[WHAT TO DO] Count the lines in the entries below that contain the string "plantain", matching case exactly. Give only the number.
Start of RAW DATA
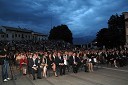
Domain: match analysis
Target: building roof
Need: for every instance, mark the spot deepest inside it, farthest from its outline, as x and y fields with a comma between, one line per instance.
x=17, y=29
x=37, y=33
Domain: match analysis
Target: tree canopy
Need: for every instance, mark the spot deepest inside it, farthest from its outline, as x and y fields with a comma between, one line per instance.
x=61, y=32
x=114, y=35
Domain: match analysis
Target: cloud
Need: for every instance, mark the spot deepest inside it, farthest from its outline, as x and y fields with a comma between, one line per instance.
x=83, y=17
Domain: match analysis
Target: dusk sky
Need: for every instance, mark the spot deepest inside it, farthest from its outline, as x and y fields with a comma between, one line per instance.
x=83, y=17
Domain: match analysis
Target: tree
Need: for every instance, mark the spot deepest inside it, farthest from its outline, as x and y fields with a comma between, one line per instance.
x=61, y=32
x=114, y=35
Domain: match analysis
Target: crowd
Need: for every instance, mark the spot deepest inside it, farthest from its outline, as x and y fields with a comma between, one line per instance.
x=58, y=56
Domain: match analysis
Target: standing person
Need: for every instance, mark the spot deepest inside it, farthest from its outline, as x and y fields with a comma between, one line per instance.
x=45, y=64
x=74, y=62
x=39, y=66
x=61, y=64
x=54, y=63
x=23, y=64
x=29, y=64
x=5, y=67
x=90, y=62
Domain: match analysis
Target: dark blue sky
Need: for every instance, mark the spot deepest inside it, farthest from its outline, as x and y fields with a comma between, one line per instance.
x=83, y=17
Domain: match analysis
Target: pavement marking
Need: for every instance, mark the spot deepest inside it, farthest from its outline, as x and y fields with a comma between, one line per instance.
x=86, y=80
x=115, y=69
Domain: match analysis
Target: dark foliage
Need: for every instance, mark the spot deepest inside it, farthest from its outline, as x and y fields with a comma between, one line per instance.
x=114, y=35
x=61, y=32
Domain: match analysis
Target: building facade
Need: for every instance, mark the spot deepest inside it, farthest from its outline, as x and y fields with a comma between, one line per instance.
x=19, y=34
x=126, y=26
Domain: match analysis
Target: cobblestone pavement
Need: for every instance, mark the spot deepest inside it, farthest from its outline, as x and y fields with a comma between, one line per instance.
x=101, y=76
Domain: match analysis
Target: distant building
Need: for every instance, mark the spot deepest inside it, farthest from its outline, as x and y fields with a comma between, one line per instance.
x=19, y=34
x=126, y=26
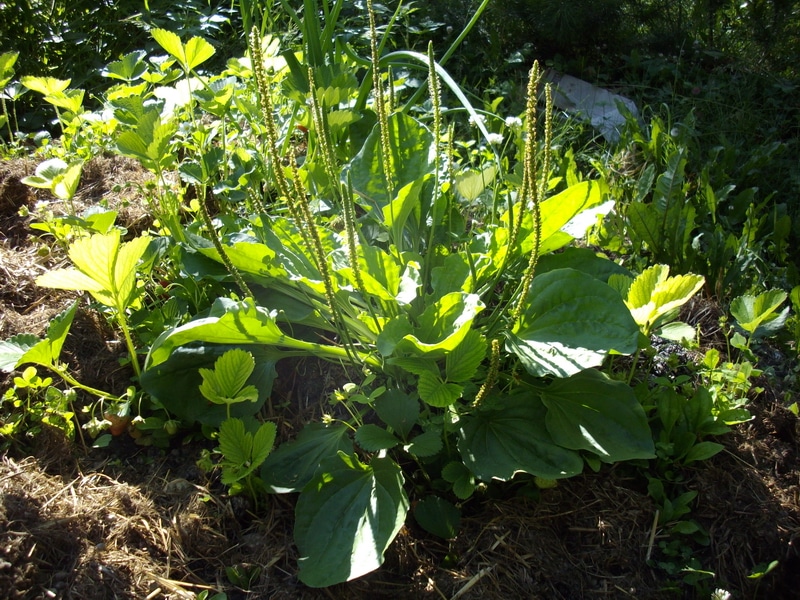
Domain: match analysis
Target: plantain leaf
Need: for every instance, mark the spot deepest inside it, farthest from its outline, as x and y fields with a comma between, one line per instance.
x=398, y=410
x=346, y=517
x=462, y=362
x=588, y=411
x=570, y=323
x=508, y=435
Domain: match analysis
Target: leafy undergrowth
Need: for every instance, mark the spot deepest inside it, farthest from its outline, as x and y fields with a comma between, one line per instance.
x=134, y=522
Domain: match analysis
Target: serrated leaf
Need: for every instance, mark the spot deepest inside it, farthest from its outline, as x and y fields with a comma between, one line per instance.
x=12, y=349
x=398, y=410
x=235, y=443
x=232, y=370
x=751, y=312
x=373, y=438
x=497, y=441
x=170, y=42
x=654, y=293
x=590, y=412
x=435, y=392
x=198, y=51
x=462, y=362
x=425, y=444
x=291, y=466
x=47, y=86
x=346, y=517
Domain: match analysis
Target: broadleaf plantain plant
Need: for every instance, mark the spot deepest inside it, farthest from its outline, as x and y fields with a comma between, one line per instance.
x=371, y=257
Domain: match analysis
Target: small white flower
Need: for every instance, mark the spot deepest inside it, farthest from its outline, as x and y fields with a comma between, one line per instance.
x=494, y=139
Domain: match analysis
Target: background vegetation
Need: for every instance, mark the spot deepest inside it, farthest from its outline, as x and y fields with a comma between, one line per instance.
x=377, y=189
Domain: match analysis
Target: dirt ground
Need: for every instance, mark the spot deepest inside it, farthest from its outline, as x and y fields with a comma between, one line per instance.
x=140, y=522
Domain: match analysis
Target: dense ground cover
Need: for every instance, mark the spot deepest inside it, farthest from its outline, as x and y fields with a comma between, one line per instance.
x=349, y=322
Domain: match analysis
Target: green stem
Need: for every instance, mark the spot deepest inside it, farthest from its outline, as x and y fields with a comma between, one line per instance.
x=123, y=323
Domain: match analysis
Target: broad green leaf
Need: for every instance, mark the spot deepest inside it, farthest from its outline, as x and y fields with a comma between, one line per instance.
x=380, y=273
x=751, y=312
x=397, y=212
x=238, y=323
x=570, y=323
x=47, y=86
x=293, y=464
x=435, y=392
x=130, y=253
x=508, y=437
x=70, y=100
x=453, y=276
x=438, y=516
x=198, y=51
x=588, y=411
x=462, y=362
x=471, y=184
x=57, y=176
x=66, y=184
x=461, y=477
x=398, y=410
x=12, y=349
x=702, y=451
x=373, y=438
x=443, y=325
x=669, y=185
x=235, y=443
x=263, y=441
x=129, y=68
x=582, y=259
x=7, y=61
x=346, y=517
x=428, y=443
x=556, y=212
x=175, y=383
x=248, y=257
x=169, y=41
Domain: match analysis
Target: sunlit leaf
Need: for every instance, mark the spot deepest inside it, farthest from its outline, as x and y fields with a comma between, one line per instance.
x=570, y=323
x=292, y=465
x=508, y=437
x=346, y=517
x=590, y=412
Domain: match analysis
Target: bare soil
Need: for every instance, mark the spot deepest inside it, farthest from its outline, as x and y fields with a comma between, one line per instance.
x=140, y=522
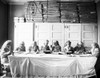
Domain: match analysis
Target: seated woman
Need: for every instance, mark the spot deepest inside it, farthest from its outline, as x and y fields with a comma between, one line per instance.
x=34, y=47
x=56, y=47
x=80, y=49
x=68, y=49
x=21, y=47
x=95, y=50
x=46, y=48
x=6, y=51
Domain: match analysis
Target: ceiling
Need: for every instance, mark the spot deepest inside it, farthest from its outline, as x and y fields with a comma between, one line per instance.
x=23, y=1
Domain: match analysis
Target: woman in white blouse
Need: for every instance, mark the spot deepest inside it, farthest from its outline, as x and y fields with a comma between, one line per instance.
x=95, y=50
x=6, y=51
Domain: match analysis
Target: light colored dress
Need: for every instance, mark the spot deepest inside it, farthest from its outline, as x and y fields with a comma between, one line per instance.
x=95, y=51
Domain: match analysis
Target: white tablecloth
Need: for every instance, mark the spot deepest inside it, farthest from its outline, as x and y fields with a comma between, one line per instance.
x=51, y=65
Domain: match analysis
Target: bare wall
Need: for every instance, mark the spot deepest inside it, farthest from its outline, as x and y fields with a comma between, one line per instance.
x=98, y=14
x=15, y=11
x=3, y=22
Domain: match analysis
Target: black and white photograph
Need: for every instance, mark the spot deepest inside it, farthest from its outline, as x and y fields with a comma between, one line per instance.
x=49, y=38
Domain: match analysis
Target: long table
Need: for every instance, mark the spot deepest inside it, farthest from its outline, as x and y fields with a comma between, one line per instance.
x=48, y=65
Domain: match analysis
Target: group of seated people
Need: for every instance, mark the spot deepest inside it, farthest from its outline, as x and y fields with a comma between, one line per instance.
x=68, y=49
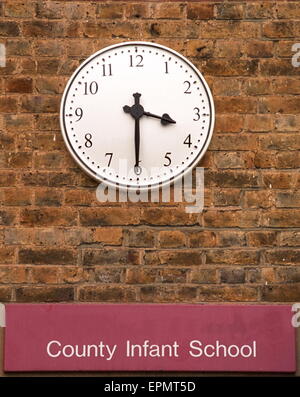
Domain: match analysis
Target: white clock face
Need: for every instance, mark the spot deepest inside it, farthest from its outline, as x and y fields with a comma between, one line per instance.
x=136, y=115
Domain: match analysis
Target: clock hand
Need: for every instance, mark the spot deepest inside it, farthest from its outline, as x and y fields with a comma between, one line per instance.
x=136, y=111
x=137, y=168
x=165, y=118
End of RAW DATA
[OUTPUT FOR THIS TASK] 2